Texte fourni
☆ ☆ ☆ ☆ ☆ ☆ ☆
Le cinéma français cherche ses saveurs derrière ses rondeurs caricaturales ou son adoubement espéré par Hollywood. Saint Amour a l’opacité d’un cépage et la simplicité d’un « Je t’aime » : réduire le film à son étiquette de vin de Bourgogne est aussi criminel que de parler d’un long-métrage tire-larmes singulier. Les adeptes des raccourcis devront noyer leur déception : derrière la simplicité prêtée aux réalisateurs Benoît Délépine et Gustave Kervern ou l’association hâtive à l’esprit Groland, le duo a décanté ses idées pour des émotions rares à apprécier au compte-gouttes. Le double jeu entre le sens premier et le sens figuré distingue le désir de l’amour, filme des êtres en proie au malaise d’être aimé et propose un idéal de quatre personnes qui cahotent ensemble dans un Hexagone mélancoliquement nôtre.
« Dessine-moi des moutons égarés. »
Un trio découvre bien plus que les espaces agricoles de la France. Ils découvrent des portraits banals, ordinaires, touchants, parfois troublants et créés pour rappeler que « tout ne va pas bien dans le meilleur des mondes ».
Au coeur des mètres carrés artificiels du salon de l’agriculture, Bruno (Joué par Benoît Poelvoorde) fuit du regard et dans l’alcool l’autorité d’un père agriculteur (Gérard Depardieu) prêt à céder son patrimoine de veaux, vaches et taureaux. La ruralité caracole au physique bonifié de Gérard Depardieu : au-delà du cliché évité du paysan fier de ses terres, le rôle paternel à mi-chemin entre la réalité (La mort de Guillaume Depardieu) et fiction reste la ficelle la plus excellemment exploitée du personnage. Face à lui, Benoît Poelvoorde endosse la peau d’un fils quarantenaire : son refus de la cotte verte rurale devient le choix d’un ensemble vestimentaire sans manches, véritable porte à faux pour un éternel adolescent devenu adulte. La jeunesse morose boucle l’horizon des générations : sous les traits juvéniles principaux de Mike (Incarné par Vincent Lacoste), conducteur parisien à son compte, la nécessité n’est pas de s’enivrer mais de mentir pour exister dans un avenir d’inespérance.
☆ ☆ ☆ ☆ ☆ ☆ ☆
Extrait du jeu de données
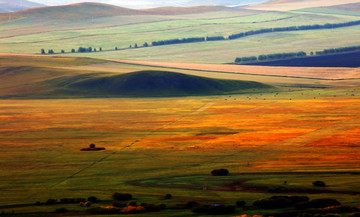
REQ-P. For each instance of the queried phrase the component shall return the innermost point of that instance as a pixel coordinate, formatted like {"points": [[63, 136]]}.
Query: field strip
{"points": [[202, 108], [318, 134], [326, 73]]}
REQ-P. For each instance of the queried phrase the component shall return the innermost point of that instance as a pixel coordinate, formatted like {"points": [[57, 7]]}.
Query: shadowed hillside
{"points": [[74, 11], [15, 5], [157, 84], [187, 10], [95, 10]]}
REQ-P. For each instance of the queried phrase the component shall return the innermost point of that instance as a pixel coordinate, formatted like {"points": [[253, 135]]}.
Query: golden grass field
{"points": [[301, 130]]}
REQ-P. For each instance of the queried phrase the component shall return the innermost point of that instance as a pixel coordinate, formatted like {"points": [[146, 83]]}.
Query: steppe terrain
{"points": [[169, 115]]}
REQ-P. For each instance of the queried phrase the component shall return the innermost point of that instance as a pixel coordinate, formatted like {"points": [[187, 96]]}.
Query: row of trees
{"points": [[337, 50], [234, 36], [276, 56], [279, 56], [294, 28], [178, 41]]}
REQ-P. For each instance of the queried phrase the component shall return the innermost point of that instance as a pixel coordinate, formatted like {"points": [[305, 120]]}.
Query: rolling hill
{"points": [[16, 5], [46, 77], [186, 10], [287, 5], [75, 11], [156, 84], [89, 10]]}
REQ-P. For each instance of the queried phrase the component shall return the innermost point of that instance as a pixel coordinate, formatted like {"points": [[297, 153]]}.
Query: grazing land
{"points": [[154, 147], [178, 130], [333, 60]]}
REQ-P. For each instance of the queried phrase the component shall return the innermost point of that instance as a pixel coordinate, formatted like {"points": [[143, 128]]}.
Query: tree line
{"points": [[279, 56], [230, 37], [294, 28], [268, 57]]}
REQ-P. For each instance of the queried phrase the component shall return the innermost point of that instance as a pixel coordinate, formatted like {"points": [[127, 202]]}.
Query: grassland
{"points": [[31, 34], [154, 147], [151, 140]]}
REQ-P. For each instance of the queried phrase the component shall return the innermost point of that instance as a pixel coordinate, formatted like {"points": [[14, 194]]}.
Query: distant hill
{"points": [[334, 60], [186, 10], [96, 10], [347, 7], [230, 3], [286, 5], [16, 5], [155, 84], [76, 11]]}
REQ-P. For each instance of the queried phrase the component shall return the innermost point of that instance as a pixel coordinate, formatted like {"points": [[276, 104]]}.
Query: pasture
{"points": [[161, 146], [29, 35]]}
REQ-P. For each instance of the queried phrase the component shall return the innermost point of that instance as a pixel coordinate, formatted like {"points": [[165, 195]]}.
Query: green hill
{"points": [[154, 84], [74, 11]]}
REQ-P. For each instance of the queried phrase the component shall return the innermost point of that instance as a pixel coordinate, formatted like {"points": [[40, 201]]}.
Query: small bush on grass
{"points": [[118, 204], [51, 201], [240, 203], [61, 210], [215, 209], [93, 199], [319, 184], [104, 210], [121, 196], [318, 203], [132, 210], [191, 204], [220, 172], [275, 202]]}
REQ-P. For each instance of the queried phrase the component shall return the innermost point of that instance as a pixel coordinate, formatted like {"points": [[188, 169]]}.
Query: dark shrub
{"points": [[121, 196], [149, 207], [277, 189], [104, 210], [118, 204], [220, 210], [274, 202], [319, 184], [240, 203], [191, 204], [341, 209], [132, 210], [72, 200], [132, 203], [51, 201], [220, 172], [298, 199], [200, 209], [62, 210], [318, 203], [93, 199]]}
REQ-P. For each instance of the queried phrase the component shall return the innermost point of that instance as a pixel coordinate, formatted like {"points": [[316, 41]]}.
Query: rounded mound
{"points": [[161, 83]]}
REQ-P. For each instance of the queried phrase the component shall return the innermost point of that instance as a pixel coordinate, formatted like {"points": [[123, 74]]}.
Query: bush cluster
{"points": [[220, 172], [122, 196], [215, 209], [318, 203], [277, 202]]}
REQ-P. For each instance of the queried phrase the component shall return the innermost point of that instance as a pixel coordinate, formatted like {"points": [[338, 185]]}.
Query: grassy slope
{"points": [[46, 77], [29, 37], [145, 137]]}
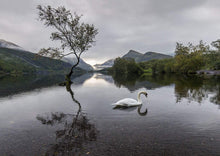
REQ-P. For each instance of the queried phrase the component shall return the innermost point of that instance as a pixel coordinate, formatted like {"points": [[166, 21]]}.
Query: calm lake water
{"points": [[180, 116]]}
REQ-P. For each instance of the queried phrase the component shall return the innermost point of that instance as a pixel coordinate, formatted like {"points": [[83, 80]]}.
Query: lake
{"points": [[180, 116]]}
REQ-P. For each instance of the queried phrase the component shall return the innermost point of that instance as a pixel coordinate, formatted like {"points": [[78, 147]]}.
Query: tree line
{"points": [[187, 60]]}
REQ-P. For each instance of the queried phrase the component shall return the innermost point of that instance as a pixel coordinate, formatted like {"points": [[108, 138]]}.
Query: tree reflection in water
{"points": [[75, 132]]}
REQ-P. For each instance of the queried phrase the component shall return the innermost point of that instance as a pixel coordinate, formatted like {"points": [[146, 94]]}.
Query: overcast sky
{"points": [[141, 25]]}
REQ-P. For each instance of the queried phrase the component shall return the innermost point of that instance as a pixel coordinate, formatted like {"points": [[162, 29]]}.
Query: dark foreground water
{"points": [[180, 116]]}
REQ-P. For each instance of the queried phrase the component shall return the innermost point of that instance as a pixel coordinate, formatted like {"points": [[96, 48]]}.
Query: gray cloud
{"points": [[143, 25]]}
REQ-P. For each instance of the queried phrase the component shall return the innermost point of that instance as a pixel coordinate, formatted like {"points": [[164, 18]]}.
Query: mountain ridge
{"points": [[13, 56], [137, 56]]}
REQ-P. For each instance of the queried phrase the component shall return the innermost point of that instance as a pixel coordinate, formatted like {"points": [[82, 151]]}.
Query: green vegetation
{"points": [[127, 67], [10, 64], [18, 62], [75, 37], [188, 59]]}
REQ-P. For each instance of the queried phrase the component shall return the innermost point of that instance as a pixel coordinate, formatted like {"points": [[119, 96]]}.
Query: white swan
{"points": [[128, 102]]}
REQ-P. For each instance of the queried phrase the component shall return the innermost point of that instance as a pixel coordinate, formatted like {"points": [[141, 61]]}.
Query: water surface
{"points": [[180, 116]]}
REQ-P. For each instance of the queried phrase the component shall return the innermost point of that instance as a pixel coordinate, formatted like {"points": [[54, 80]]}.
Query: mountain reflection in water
{"points": [[76, 130], [180, 116]]}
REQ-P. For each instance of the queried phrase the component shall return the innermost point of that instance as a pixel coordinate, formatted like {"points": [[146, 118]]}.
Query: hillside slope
{"points": [[18, 61], [138, 57]]}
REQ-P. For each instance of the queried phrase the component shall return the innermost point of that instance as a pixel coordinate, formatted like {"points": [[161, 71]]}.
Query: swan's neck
{"points": [[139, 98]]}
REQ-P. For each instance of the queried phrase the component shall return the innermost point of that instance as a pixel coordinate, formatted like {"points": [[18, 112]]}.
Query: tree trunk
{"points": [[68, 76]]}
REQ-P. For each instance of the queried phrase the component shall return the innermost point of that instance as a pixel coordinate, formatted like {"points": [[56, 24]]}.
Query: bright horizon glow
{"points": [[93, 61]]}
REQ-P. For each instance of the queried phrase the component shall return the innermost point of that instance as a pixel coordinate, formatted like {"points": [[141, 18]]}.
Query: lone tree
{"points": [[75, 37]]}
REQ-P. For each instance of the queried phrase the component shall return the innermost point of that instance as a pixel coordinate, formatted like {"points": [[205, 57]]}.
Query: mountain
{"points": [[14, 59], [82, 64], [132, 54], [138, 57], [17, 61], [106, 64], [10, 45]]}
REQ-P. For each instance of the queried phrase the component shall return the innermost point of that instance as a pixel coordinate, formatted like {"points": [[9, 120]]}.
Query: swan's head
{"points": [[145, 93]]}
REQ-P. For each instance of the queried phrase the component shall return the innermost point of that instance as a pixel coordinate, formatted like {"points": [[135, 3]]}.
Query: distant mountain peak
{"points": [[10, 45], [133, 52]]}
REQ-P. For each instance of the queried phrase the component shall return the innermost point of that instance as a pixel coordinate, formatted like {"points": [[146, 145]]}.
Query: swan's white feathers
{"points": [[128, 102]]}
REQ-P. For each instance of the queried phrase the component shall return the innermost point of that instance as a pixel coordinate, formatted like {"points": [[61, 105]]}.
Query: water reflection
{"points": [[129, 109], [192, 88], [76, 129]]}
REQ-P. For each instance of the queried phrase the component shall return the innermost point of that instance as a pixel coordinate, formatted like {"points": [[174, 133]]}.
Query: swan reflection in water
{"points": [[76, 130], [129, 104]]}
☆ ☆ ☆ ☆ ☆ ☆ ☆
Consigne 1
Relevez toutes les personnes que le texte fourni désigne par un prénom et un nom de famille.
Consigne 2
Recopiez fidèlement le passage du texte fourni qui va de « Le cinéma français » à « Hexagone mélancoliquement nôtre. », bornes incluses.

Réponse rédigée 1
- Benoît Délépine
- Gustave Kervern
- Benoît Poelvoorde
- Gérard Depardieu
- Guillaume Depardieu
- Vincent Lacoste

Réponse rédigée 2
Le cinéma français cherche ses saveurs derrière ses rondeurs caricaturales ou son adoubement espéré par Hollywood. Saint Amour a l’opacité d’un cépage et la simplicité d’un « Je t’aime » : réduire le film à son étiquette de vin de Bourgogne est aussi criminel que de parler d’un long-métrage tire-larmes singulier. Les adeptes des raccourcis devront noyer leur déception : derrière la simplicité prêtée aux réalisateurs Benoît Délépine et Gustave Kervern ou l’association hâtive à l’esprit Groland, le duo a décanté ses idées pour des émotions rares à apprécier au compte-gouttes. Le double jeu entre le sens premier et le sens figuré distingue le désir de l’amour, filme des êtres en proie au malaise d’être aimé et propose un idéal de quatre personnes qui cahotent ensemble dans un Hexagone mélancoliquement nôtre.